START Records for the task
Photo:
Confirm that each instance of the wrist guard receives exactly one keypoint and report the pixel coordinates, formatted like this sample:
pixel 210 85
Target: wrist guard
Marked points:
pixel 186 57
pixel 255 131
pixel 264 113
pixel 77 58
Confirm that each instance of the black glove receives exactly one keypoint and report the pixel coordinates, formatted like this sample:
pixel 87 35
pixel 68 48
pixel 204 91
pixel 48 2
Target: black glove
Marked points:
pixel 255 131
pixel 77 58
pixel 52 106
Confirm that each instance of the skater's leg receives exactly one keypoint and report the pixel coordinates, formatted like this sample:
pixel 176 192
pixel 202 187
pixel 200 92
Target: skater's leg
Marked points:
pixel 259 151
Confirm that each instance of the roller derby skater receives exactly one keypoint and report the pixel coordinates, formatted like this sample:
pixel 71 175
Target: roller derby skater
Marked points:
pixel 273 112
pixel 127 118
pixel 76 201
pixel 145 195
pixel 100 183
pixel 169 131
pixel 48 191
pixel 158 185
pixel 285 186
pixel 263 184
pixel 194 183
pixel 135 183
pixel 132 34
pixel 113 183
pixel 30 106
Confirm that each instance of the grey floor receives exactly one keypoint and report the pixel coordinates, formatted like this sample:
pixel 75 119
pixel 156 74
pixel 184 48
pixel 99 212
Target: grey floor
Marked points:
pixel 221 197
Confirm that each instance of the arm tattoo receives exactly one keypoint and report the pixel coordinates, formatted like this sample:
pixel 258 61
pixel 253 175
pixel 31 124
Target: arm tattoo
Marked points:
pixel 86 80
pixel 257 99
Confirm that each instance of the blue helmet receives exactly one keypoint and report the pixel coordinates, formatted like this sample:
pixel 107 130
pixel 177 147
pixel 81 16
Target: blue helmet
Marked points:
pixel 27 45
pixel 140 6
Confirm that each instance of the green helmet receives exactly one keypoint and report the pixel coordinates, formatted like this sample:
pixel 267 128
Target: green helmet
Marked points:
END Records for the task
• Task to carry out: Copy out all of the material above word for word, from its first line to its last.

• In response:
Photo:
Confirm that each instance of the wrist guard receives exactly one keypoint and report the pixel coordinates, formatted like this sample:
pixel 210 85
Target: wrist guard
Marked points:
pixel 186 57
pixel 255 131
pixel 264 113
pixel 77 58
Confirm that each instance of the black glove receives exactly one keypoint and report the pixel coordinates, formatted like this sample:
pixel 87 35
pixel 68 48
pixel 204 91
pixel 48 2
Target: black glove
Marked points:
pixel 255 131
pixel 77 58
pixel 52 106
Confirm that each instance of the skater's leg receives exactly one keypoint and report the pixel coordinates, formatted like this sample:
pixel 176 192
pixel 202 187
pixel 200 92
Target: skater's leg
Marked points:
pixel 259 151
Confirm that each instance of the roller derby skater receives exactly one keypoint and report the pixel coordinates, formatted like this sample:
pixel 71 175
Target: roller derby skater
Marked points:
pixel 273 112
pixel 127 118
pixel 76 201
pixel 145 195
pixel 100 183
pixel 169 131
pixel 48 191
pixel 158 185
pixel 285 186
pixel 263 184
pixel 194 183
pixel 135 183
pixel 132 34
pixel 113 183
pixel 30 106
Confirm that each instance of the grey floor receives exactly one keypoint and report the pixel coordinates, formatted like this sample:
pixel 75 119
pixel 156 74
pixel 184 48
pixel 99 212
Target: grey floor
Marked points:
pixel 221 197
Confirm that each instance of the arm tattoo receives exactly one keypoint and report the pixel coordinates, formatted like this sample:
pixel 258 61
pixel 253 175
pixel 31 124
Target: arm tattoo
Marked points:
pixel 86 80
pixel 257 99
Confirm that each instance of the blue helmet receives exactly one keypoint and report the pixel coordinates, formatted like this sample:
pixel 107 130
pixel 177 147
pixel 81 16
Target: blue helmet
Marked points:
pixel 27 45
pixel 140 6
Confirm that each instance of the green helmet receives exactly one keypoint and report the pixel coordinates, formatted like this sample:
pixel 267 128
Target: green helmet
Marked points:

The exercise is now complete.